Sayfa Alıntısı:
=-=-=

3 Aralık 2010 Cuma

Metruk...

Senin davranışların, üslubun ve tutumun, bana "hayatta en nefret ettiğim şeyler" diye bir kavram olduğunu gösterdi… Ne acı...!

İnsanın bakış açısı, hayat görüşü, duruşu çok kolay değişmese de revizyona uğruyor elbet zaman içinde. Yerimizde saymak ve bir lokmacık dahi değişmemek marifet değil zira. Hayat ve iletişim gereği alıyor, veriyoruz. Duygularımızı, kalbimizi, düşüncelerimizi ve ruhumuzun derinliklerini, karanlıklarını, alışveriş metası haline getiriyoruz ister istemez. Bu yaşanmışlığın sadece ruhsal değil, fiziksel bütünlüğümüzde, görünümümüzde de yansımaları oluyor elbette… Yaşıyor ve değişiyoruz. Bakışlarımız kimi zaman parıldıyor, kimi zaman derinleşiyor, kimi zaman buğulanıyor, bazense donup kalıyor. Dudaklarımız yukarı kıvrılıyor, gözlerimizin kenarında küçük kırışıklıklara sebep oluyor. Gülüyoruz… İzleri belirginleşip kalıcı oluyor yüzümüzde. Endişeleniyoruz, hop iki kaş arasına yerleşmiş bir türlü silinmeyen iki ince çizgi… Nedense dudaklarının iki ucu yukarı kıvrık insanlara daha çabuk ısınırım yıllardır.. Sanki gülmek üzerelermiş gibi görünürler gözüme.
İnsanlar değil sadece yaşananın izini taşıyan… şehirler, sokaklar, evler… Birkaç zamandır pırıl pırıl ve bakımlı evlerdense metruk ve bakımsız, eski püskü binaların ışıltısı daha özel gelmeye başladı bana. Yaşanmışlıkları çatlaklarında, dökülen sıvalarında, eksik tuğlalarında ve kırık tırabzanlarında barındırdıkları için. Gençliklerinde çenelerini sıkı sıkı tutup artık konuşmaya, dökülmeye başladıkları için..

=-=-=

Veri Kayıtları:
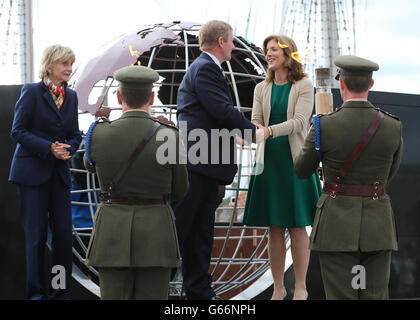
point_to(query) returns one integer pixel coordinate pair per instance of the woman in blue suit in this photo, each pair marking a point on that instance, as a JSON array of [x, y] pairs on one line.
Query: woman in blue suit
[[46, 130]]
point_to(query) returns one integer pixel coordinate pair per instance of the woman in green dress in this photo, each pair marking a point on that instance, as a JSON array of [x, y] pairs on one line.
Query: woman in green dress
[[283, 105]]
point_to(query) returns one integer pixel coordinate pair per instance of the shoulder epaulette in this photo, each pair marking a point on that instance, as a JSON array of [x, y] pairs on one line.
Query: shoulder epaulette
[[388, 114]]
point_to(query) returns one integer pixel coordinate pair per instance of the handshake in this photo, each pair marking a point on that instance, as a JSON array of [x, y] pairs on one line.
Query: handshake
[[262, 133]]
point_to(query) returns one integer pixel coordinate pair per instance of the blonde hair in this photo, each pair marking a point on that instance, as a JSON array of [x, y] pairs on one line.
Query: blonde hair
[[211, 31], [51, 56], [295, 69]]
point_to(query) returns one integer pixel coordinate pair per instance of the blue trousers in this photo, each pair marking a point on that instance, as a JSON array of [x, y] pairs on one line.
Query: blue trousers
[[42, 206], [195, 216]]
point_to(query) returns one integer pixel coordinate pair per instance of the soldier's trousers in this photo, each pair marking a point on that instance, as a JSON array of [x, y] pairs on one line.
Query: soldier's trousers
[[134, 283], [346, 274]]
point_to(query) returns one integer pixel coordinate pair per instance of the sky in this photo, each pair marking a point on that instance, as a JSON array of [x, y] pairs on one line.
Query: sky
[[387, 32]]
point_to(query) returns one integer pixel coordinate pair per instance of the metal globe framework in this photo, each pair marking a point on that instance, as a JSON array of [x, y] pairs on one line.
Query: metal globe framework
[[239, 260]]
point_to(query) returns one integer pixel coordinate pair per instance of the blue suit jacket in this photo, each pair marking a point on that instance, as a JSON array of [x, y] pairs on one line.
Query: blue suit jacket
[[204, 101], [37, 124]]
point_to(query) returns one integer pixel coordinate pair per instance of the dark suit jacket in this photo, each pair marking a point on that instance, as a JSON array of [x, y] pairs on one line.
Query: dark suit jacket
[[37, 124], [204, 102]]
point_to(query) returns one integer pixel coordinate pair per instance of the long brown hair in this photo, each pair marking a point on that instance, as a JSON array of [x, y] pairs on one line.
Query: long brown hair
[[295, 69]]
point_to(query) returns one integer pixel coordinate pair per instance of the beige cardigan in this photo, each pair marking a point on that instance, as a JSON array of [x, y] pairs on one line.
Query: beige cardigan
[[299, 111]]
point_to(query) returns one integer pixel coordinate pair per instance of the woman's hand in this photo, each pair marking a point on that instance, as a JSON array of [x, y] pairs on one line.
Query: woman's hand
[[59, 150]]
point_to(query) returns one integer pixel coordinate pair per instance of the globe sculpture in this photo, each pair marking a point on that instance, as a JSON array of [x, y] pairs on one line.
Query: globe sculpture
[[239, 263]]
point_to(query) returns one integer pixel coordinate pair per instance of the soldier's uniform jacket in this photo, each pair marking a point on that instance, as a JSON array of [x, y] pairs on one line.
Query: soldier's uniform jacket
[[349, 223], [134, 235]]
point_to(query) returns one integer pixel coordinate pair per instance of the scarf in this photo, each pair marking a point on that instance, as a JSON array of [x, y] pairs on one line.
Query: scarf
[[58, 93]]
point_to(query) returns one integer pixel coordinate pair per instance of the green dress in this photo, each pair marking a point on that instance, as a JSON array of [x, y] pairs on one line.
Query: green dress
[[277, 197]]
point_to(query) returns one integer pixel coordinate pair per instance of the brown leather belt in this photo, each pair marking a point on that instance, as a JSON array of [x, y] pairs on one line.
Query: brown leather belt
[[374, 191], [111, 199]]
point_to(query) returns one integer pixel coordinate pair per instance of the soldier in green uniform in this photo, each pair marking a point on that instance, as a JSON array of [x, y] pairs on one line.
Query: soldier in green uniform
[[360, 147], [134, 242]]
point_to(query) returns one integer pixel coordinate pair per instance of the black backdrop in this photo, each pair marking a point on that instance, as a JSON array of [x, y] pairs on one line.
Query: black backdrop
[[404, 192]]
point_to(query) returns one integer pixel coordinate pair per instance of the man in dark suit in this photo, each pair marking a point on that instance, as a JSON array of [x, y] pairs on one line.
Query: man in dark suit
[[205, 103], [354, 228]]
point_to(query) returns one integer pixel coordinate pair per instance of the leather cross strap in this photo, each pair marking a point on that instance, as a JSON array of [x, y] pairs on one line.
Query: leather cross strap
[[356, 153], [374, 191], [133, 157]]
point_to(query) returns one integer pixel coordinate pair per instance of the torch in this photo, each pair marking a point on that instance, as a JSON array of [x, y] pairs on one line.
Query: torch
[[323, 96]]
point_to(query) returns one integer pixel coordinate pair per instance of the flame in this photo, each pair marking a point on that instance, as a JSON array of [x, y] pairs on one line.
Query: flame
[[134, 53]]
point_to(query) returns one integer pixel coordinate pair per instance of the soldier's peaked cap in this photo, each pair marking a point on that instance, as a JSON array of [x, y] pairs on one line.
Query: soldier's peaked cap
[[136, 77], [355, 66]]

=-=-=

Yazılı Çalışmalar:
a. "Metruk" başlıklı yazıya göre aşağıdaki soruları cevaplayın.
(i) Yazar, yıllardır hangi insanlara daha çabuk ısındığını söylüyor?
(ii) Endişelendiğimizde yüzümüzde nereye ne yerleşiyor?
(iii) Eski binalar yaşanmışlıklarını nerelerinde barındırıyor?
b. "Metruk" başlıklı yazıdan bir bölümü aynen tekrar yazın: "3 Aralık 2010" sözlerinin geçtiği yerden başlayın, "gösterdi… Ne acı...!" sözlerinden sonra durun.
c. "Metruk" başlıklı yazının son cümlesinden sonra gelecek bölümü yazarak metni tamamlayın.

Sırayla Cevaplar:
a.
(i) Dudaklarının iki ucu yukarı kıvrık insanlara.
(ii) İki kaş arasına, bir türlü silinmeyen iki ince çizgi yerleşiyor.
(iii) Çatlaklarında, dökülen sıvalarında, eksik tuğlalarında ve kırık tırabzanlarında.

b.
3 Aralık 2010 Cuma

Metruk...

Senin davranışların, üslubun ve tutumun, bana "hayatta en nefret ettiğim şeyler" diye bir kavram olduğunu gösterdi… Ne acı...!

c.
Evler mahremdir. İçinde yaşayanların sesi sinmiştir duvarlara, kokusu da havasına karışmıştır. Kavgalar, mutluluklar, hüzünler ve eğlenceler yaşamış, sığınak olarak ellerinden geleni yapmışlardır efendilerini “her bir şeyden” korumak için.
Çocukluğum Çapa ve Ataköy’de geçti. Ama esas Beyazıt’ta diyebilirim. Yuvam oradaydı çünkü 4-5-6 yaşımı hep orada geçirdim, ardından yazları Mediko’da çocuk doktoru olarak çalışan annemi ziyaretlerimde Süleymaniye Çocuk Kütüphanesi’nde geçirdiğim vakitler, sahaflar, Mediko’nun arka bahçesindeki özel anaokulu ve bir sürü incir ağacı aklımda iz bırakanlar… En sevdiğim ağaçtır incir ağacı, belki de kokusu beni mutlu çocukluğuma geri yolladığından, onun varlığına bir nefes uzaklığında olduğundan…
Bir süredir yine Vezneciler’de, Beyazıt’ta sonra da Çukurcuma’da dolaşmak, düşünüp yazmak istiyorum kendim için, yine kendime. Oradaki dokunun besleyici olduğuna inanıyorum, ya da zamanın popüler deyimiyle antioksidan… Kim bilir belki de ruhumuzdaki toksinlerden arınma yöntemi budur, en azından benim için.
Her insanın hayatında en az bir dönüm noktası olduğunu düşünüyorum. Tüm planın bozulduğu, bazı şeylerin tepetaklak gitmeye başladığı, öfkenin, hüznün, umutsuzluğun kabardığı… Bazen bir yakını ebediyete yolcu etmekle, bazen işsiz parasız kalıp üçün beşin hesabını yapmak zorunda olmakla, bazen başka bir yere taşınmayla, bazen “yalnız” kalmakla, bazen de fazla kalabalıklaşmakla… Genelde istem dışı..!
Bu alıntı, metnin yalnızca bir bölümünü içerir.